## What the task asks
Please reproduce every one of the rows below word for word, leaving the pictures out.

## Records to process
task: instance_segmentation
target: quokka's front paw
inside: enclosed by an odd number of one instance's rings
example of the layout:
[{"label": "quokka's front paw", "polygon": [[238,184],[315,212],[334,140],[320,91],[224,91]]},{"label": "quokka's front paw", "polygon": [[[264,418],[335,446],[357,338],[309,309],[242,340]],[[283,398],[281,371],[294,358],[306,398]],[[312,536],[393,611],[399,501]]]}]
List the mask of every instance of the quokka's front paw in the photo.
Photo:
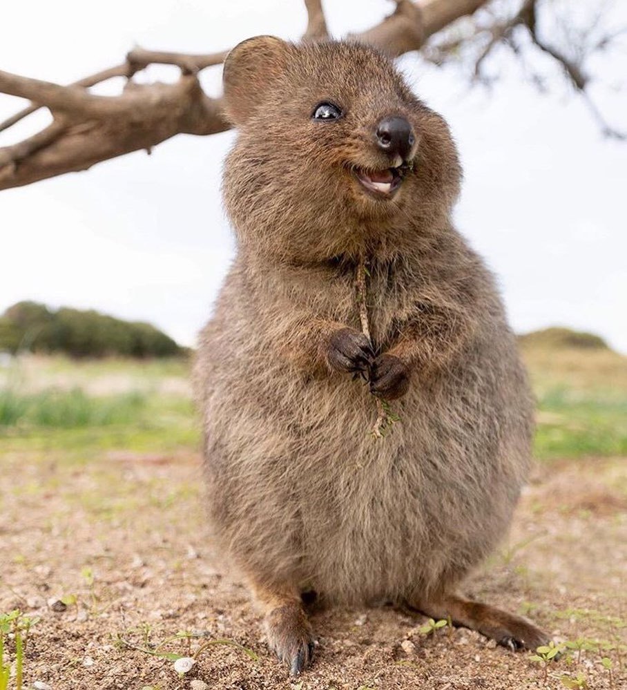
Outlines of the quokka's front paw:
[{"label": "quokka's front paw", "polygon": [[287,664],[291,675],[298,675],[311,662],[314,637],[302,608],[287,604],[266,616],[268,646],[279,660]]},{"label": "quokka's front paw", "polygon": [[327,360],[336,371],[366,375],[374,361],[370,341],[359,331],[340,328],[329,340]]},{"label": "quokka's front paw", "polygon": [[405,395],[409,387],[409,372],[393,354],[377,357],[370,368],[370,392],[386,400]]}]

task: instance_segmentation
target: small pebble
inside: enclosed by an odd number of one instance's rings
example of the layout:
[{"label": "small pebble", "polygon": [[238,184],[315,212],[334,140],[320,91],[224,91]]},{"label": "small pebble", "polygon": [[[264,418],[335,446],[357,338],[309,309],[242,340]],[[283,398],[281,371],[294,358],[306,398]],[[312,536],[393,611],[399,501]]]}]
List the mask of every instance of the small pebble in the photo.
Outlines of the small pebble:
[{"label": "small pebble", "polygon": [[416,651],[416,645],[410,640],[405,640],[401,643],[401,648],[405,654],[413,654]]},{"label": "small pebble", "polygon": [[196,662],[191,656],[182,656],[174,662],[174,670],[177,673],[186,673],[189,671],[191,671],[192,667],[195,663]]}]

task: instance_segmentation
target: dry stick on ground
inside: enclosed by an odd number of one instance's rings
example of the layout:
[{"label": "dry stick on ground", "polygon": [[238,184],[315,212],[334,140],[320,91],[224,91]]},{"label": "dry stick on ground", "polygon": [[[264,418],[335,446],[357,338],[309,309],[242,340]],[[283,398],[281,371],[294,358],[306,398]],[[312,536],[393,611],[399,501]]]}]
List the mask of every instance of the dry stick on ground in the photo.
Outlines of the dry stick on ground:
[{"label": "dry stick on ground", "polygon": [[[328,37],[321,0],[304,0],[307,27],[304,41]],[[372,28],[350,35],[351,39],[370,44],[392,57],[422,49],[425,41],[456,20],[472,15],[490,4],[489,0],[395,0],[396,8]],[[526,27],[537,47],[561,64],[575,88],[601,119],[583,88],[587,80],[575,78],[574,65],[564,55],[543,43],[535,31],[537,0],[525,0],[521,11],[505,24],[494,20],[481,31],[490,32],[493,40],[485,55],[503,42],[511,43],[514,25]],[[513,23],[512,23],[513,22]],[[449,41],[454,51],[458,41]],[[435,50],[445,51],[446,44]],[[597,48],[601,49],[601,41]],[[514,47],[512,46],[512,47]],[[597,49],[595,48],[595,49]],[[206,135],[229,129],[220,99],[209,97],[202,90],[197,73],[221,64],[228,51],[207,55],[184,55],[156,52],[136,48],[122,65],[80,79],[73,84],[58,84],[0,71],[0,93],[26,98],[31,104],[0,123],[0,132],[8,129],[41,107],[47,108],[52,123],[41,132],[12,146],[0,148],[0,190],[29,184],[65,173],[86,170],[96,163],[132,151],[153,146],[177,134]],[[483,61],[485,55],[480,58]],[[175,84],[139,86],[131,81],[134,75],[150,64],[174,65],[181,70]],[[117,96],[102,97],[88,89],[115,77],[127,79]],[[583,88],[581,84],[583,84]],[[608,135],[621,137],[608,126]]]},{"label": "dry stick on ground", "polygon": [[[366,276],[368,275],[367,262],[365,254],[362,252],[359,255],[359,262],[357,265],[355,281],[357,283],[357,301],[359,303],[359,320],[361,322],[361,332],[372,343],[370,337],[370,322],[368,319],[368,291],[366,289]],[[389,409],[389,405],[380,398],[376,400],[376,421],[372,427],[372,435],[375,439],[383,439],[385,431],[389,429],[398,417]]]}]

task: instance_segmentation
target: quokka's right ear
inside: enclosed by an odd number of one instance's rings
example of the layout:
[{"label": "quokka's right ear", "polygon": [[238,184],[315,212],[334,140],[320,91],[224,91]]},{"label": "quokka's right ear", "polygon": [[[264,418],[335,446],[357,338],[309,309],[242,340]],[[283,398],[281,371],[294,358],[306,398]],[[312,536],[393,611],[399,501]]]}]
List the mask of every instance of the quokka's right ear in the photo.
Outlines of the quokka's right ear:
[{"label": "quokka's right ear", "polygon": [[284,70],[290,47],[274,36],[256,36],[238,44],[226,56],[222,74],[225,111],[235,126],[251,117]]}]

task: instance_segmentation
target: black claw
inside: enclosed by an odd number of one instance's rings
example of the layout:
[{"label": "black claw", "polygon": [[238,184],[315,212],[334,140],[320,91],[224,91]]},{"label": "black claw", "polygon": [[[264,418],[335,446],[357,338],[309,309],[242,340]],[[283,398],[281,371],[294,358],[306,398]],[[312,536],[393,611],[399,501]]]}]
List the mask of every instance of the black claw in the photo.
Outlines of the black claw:
[{"label": "black claw", "polygon": [[298,653],[292,660],[291,668],[289,670],[291,675],[298,675],[305,667],[308,656],[307,649],[301,647],[298,650]]}]

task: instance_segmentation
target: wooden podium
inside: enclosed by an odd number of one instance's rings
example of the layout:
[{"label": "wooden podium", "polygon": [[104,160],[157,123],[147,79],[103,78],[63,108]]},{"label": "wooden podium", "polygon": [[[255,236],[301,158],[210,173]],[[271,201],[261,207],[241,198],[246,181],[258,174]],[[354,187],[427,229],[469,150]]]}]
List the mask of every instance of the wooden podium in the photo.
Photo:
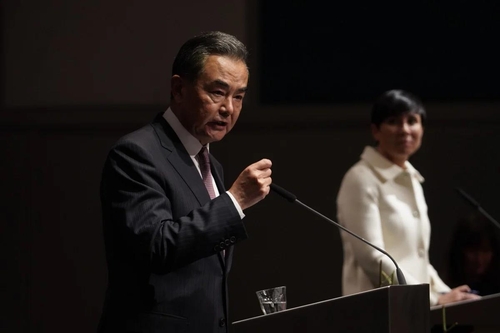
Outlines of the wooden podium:
[{"label": "wooden podium", "polygon": [[233,322],[233,333],[429,333],[429,285],[388,286]]},{"label": "wooden podium", "polygon": [[433,306],[430,315],[432,332],[444,332],[443,307],[446,326],[457,323],[450,333],[500,332],[500,294],[483,296],[479,300]]}]

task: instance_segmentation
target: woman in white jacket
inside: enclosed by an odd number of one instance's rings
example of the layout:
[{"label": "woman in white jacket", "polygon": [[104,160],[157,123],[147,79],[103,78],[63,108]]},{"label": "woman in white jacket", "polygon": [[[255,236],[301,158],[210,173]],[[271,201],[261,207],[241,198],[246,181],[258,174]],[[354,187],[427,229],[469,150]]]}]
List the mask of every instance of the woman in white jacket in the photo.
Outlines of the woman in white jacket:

## Exercise output
task: instance_segmentation
target: quokka's front paw
inside: enclosed by an odd number of one instance's rings
example of the layout:
[{"label": "quokka's front paw", "polygon": [[238,184],[315,212],[334,140],[320,91],[224,91]]},{"label": "quokka's front paw", "polygon": [[[264,418],[335,446],[357,338],[309,309],[242,340]],[[283,398],[281,371],[294,358],[306,398]],[[312,536],[393,611],[399,501]]]}]
List the mask of every instance of the quokka's front paw in the photo.
Photo:
Outlines of the quokka's front paw:
[{"label": "quokka's front paw", "polygon": [[287,664],[291,675],[298,675],[311,662],[314,637],[302,608],[287,604],[266,616],[268,646],[279,660]]},{"label": "quokka's front paw", "polygon": [[327,360],[336,371],[366,375],[374,361],[370,341],[359,331],[340,328],[329,340]]},{"label": "quokka's front paw", "polygon": [[405,395],[409,387],[409,372],[393,354],[377,357],[370,368],[370,392],[386,400]]}]

task: instance_segmentation
target: small pebble
inside: enclosed by an odd number of one instance's rings
example of the layout:
[{"label": "small pebble", "polygon": [[238,184],[315,212],[334,140],[320,91],[224,91]]},{"label": "small pebble", "polygon": [[[264,418],[335,446],[357,338],[309,309],[242,340]],[[283,398],[281,371],[294,358],[306,398]],[[312,536],[393,611],[399,501]]]}]
List the mask of every instance of the small pebble in the photo.
Outlines of the small pebble:
[{"label": "small pebble", "polygon": [[416,651],[416,645],[410,640],[405,640],[401,643],[401,648],[405,654],[413,654]]},{"label": "small pebble", "polygon": [[196,662],[191,656],[182,656],[174,662],[174,670],[177,673],[186,673],[189,671],[191,671],[192,667],[195,663]]}]

task: instance_segmentation
target: dry stick on ground
inside: enclosed by an odd number of one instance's rings
example of the layout:
[{"label": "dry stick on ground", "polygon": [[238,184],[315,212],[334,140],[320,91],[224,91]]},{"label": "dry stick on ground", "polygon": [[[264,418],[335,446],[357,338],[309,309],[242,340]],[[283,398],[281,371],[294,358],[306,398]],[[312,536],[393,611],[399,501]]]}]
List the mask of every instance of the dry stick on ground in the photo.
Outlines of the dry stick on ground:
[{"label": "dry stick on ground", "polygon": [[[328,37],[321,0],[304,0],[307,27],[304,41]],[[372,28],[350,35],[351,39],[370,44],[392,57],[422,49],[425,41],[456,20],[472,15],[490,4],[489,0],[395,0],[396,8]],[[526,27],[537,47],[561,64],[575,88],[601,119],[583,88],[587,80],[575,78],[574,65],[564,55],[543,43],[535,31],[537,0],[525,0],[521,11],[505,24],[494,20],[481,31],[490,32],[493,40],[485,55],[503,42],[511,43],[514,25]],[[513,23],[512,23],[513,22]],[[449,41],[454,51],[458,41]],[[435,50],[445,51],[446,44]],[[597,48],[601,49],[601,41]],[[514,47],[512,46],[512,47]],[[597,49],[595,48],[595,49]],[[206,135],[229,129],[220,99],[209,97],[202,90],[197,73],[221,64],[228,51],[207,55],[184,55],[156,52],[136,48],[122,65],[80,79],[73,84],[58,84],[0,71],[0,93],[26,98],[31,104],[0,123],[0,132],[8,129],[41,107],[47,108],[52,123],[41,132],[12,146],[0,148],[0,190],[29,184],[65,173],[86,170],[96,163],[132,151],[153,146],[177,134]],[[483,61],[485,55],[480,58]],[[175,84],[139,86],[131,81],[134,75],[150,64],[174,65],[181,70]],[[117,96],[102,97],[88,89],[115,77],[127,79]],[[583,88],[581,84],[583,84]],[[608,135],[621,137],[608,126]]]},{"label": "dry stick on ground", "polygon": [[[366,276],[368,275],[367,262],[365,254],[362,252],[359,255],[359,262],[357,265],[355,281],[357,283],[357,301],[359,303],[359,320],[361,322],[361,332],[372,343],[370,337],[370,322],[368,319],[368,291],[366,289]],[[389,409],[389,405],[380,398],[376,400],[376,421],[372,427],[372,435],[375,439],[383,439],[385,431],[389,429],[398,417]]]}]

task: instance_segmentation
target: quokka's right ear
inside: enclosed by an odd number of one instance's rings
example of the layout:
[{"label": "quokka's right ear", "polygon": [[238,184],[315,212],[334,140],[320,91],[224,91]]},{"label": "quokka's right ear", "polygon": [[[264,418],[335,446],[357,338],[309,309],[242,340]],[[283,398],[281,371],[294,358],[306,398]],[[312,536],[393,611],[399,501]]]}]
List the mask of every instance of the quokka's right ear in the photo.
Outlines of the quokka's right ear:
[{"label": "quokka's right ear", "polygon": [[284,70],[290,47],[274,36],[256,36],[238,44],[226,56],[222,74],[225,111],[235,126],[251,117]]}]

task: instance_segmentation
target: black claw
inside: enclosed by an odd number of one instance's rings
example of the layout:
[{"label": "black claw", "polygon": [[238,184],[315,212],[334,140],[320,91],[224,91]]},{"label": "black claw", "polygon": [[[264,418],[335,446],[357,338],[309,309],[242,340]],[[283,398],[281,371],[294,358],[306,398]],[[312,536],[393,611],[399,501]]]}]
List the mask of every instance of the black claw in the photo.
Outlines of the black claw:
[{"label": "black claw", "polygon": [[298,653],[292,660],[291,668],[289,670],[291,675],[298,675],[305,667],[308,656],[307,649],[301,647],[298,650]]}]

task: instance_segmentation
target: wooden podium
inside: enclosed by an odd number of one instance's rings
example of the layout:
[{"label": "wooden podium", "polygon": [[104,160],[157,123],[147,79],[103,78],[63,108]]},{"label": "wooden podium", "polygon": [[[255,236],[301,158],[210,173]],[[271,201],[261,207],[241,198],[246,181],[258,174]],[[354,187],[427,229],[469,150]]]}]
List the mask of every instance of the wooden podium in the photo.
Photo:
Outlines of the wooden podium:
[{"label": "wooden podium", "polygon": [[233,322],[233,333],[429,333],[429,285],[388,286]]},{"label": "wooden podium", "polygon": [[433,306],[430,315],[432,332],[444,332],[443,307],[446,326],[457,323],[450,333],[500,332],[500,294],[483,296],[479,300]]}]

task: instance_segmentation
target: woman in white jacket
inside: enclosed by an odd number of one instance's rings
example of the layout:
[{"label": "woman in white jacket", "polygon": [[104,160],[157,123],[147,79],[103,78],[63,108]]},{"label": "woman in white jacket", "polygon": [[[255,236],[301,158],[210,173]],[[271,201],[261,207],[241,198],[246,181],[258,174]],[[354,187],[427,229],[469,150]]]}]
List the mask of every instance of the woman in white jacket in the photo.
Outlines of the woman in white jacket:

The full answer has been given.